- [Problems to solve]
• a. According to the article about Marv Welstead's Alzheimer's advocacy, in what year did Jean die?
• b. Continue the article about Marv Welstead's Alzheimer's advocacy, starting after its last sentence.

Marv Welstead’s mission to further Alzheimer’s research began during his wife’s own struggle with the disease.
“When Jean was in the nursing home, I started reading books at the library and then later I would get on the internet,” he said.
At that time, most people Marv encountered knew little about the disease his wife Jean was suffering from.
“When Jean first had it, I’d say she has Alzheimer’s and people would just look at me with a blank stare,” he said. “They’d say, ‘What’s that?’”
Whether it was the need for further research to help find a possible cure for the Alzheimer’s, or the need to raise awareness, Welstead dedicated his life to researching and raising awareness throughout the remainder of Jean’s life and beyond.
Following Jean’s death in 2009, Welstead was one of three people who organized the Fremont Area Alzheimer’s Committee, now the Fremont Area Alzheimer’s Collaboration, to harness community support and fundraising efforts to help him in his quest to assist others impacted by Alzheimer’s.
In 2012, the Collaboration established the Fremont Area Alzheimer’s Fund, administered through the Fremont Area Community Foundation, and began fundraising through the annual Fremont Area Alzheimer’s Walk, as well as online gifts, memorials and an annual golf tournament fundraiser.
In recognition of his years of service to advance Alzheimer’s research, Welstead was honored with a University of Nebraska Medical Center Community Service to Research Award at the Distinguished Scientists awards ceremony on Tuesday.

- [Provided data]
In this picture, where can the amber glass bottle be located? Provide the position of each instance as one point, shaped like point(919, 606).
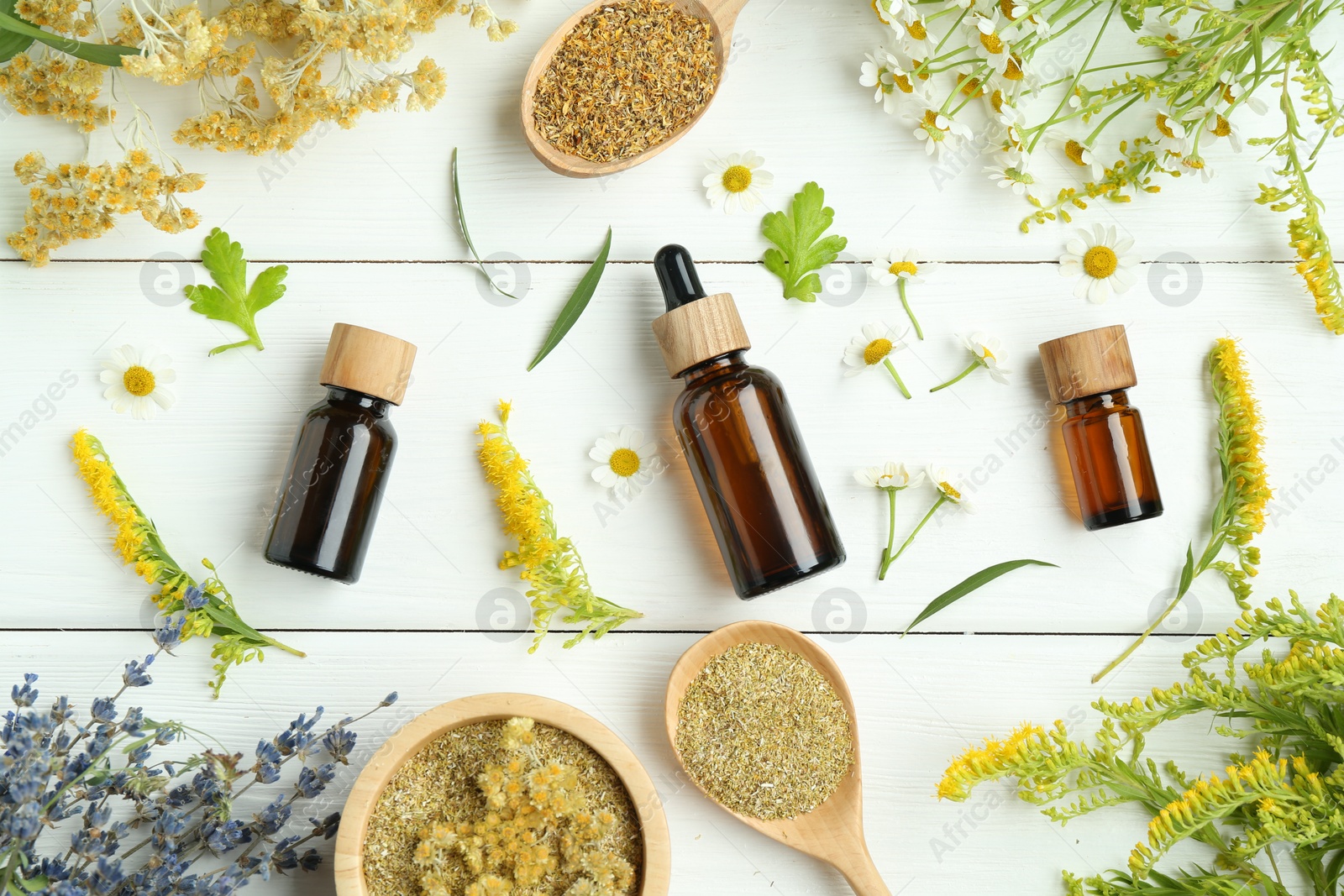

- [Written answers]
• a. 2009

• b.
Welstead was nominated by Dr. Daniel Murman, M.D., vice chair, clinical and translational research, and director of the Memory Disorders Clinic and Geriatric Neurology Program at UNMC, who also presented the award to Welstead at the awards ceremony.
“In the past five years, the Fremont Area Alzheimer’s Fund has funded and granted five different projects to do clinical and translational research in the area of Alzheimer’s disease at UNMC,” Murman said. “Each of those investigators could not have done it without the support of the Fremont Area Alzheimer’s Fund, and Marv is the driving force behind that fund.”
Through Welstead’s efforts, the Fremont Area Alzheimer’s Fund has granted more than $125,000 to support clinical and translational Alzheimer’s disease research projects at UNMC that help investigators successfully compete for additional extramural funding.
Some of those research projects include:
- Build infrastructure for Alzheimer’s disease clinical trials.
- Purchase a retinal imaging machine (OCT imaging) to study Alzheimer’s and related neurodegenerative conditions.
- Investigate changes in neuronal networks in Alzheimer’s using resting-state MRI and explore the impact of neuromodulation on memory and these networks.
- Study a transcranial Doppler technique as a potential biomarker for preclinical Alzheimer’s.
- Understand the neural basis of attention and working memory deficits in patients with Alzheimer’s using MEG.
Along with Welstead’s dedication to furthering research, Murman also pointed to the nearly 97-year-old Fremonter’s ability to engage the community and raise awareness.
“I think he really can translate the research and what is being done to the community,” Murman said. “I think the community understands the importance of Alzheimer’s research. They realize it is being done in the area, and we have had many people from the Fremont area who have participated in research projects, so that has been inspirational. His ability to engage the community and his persistence and passion for this has been inspirational for us, and I think it really has made a difference in supporting research at UNMC.”
Although Welstead’s goal has never been to gain recognition for his support of Alzheimer’s research and awareness, he appreciates receiving the award.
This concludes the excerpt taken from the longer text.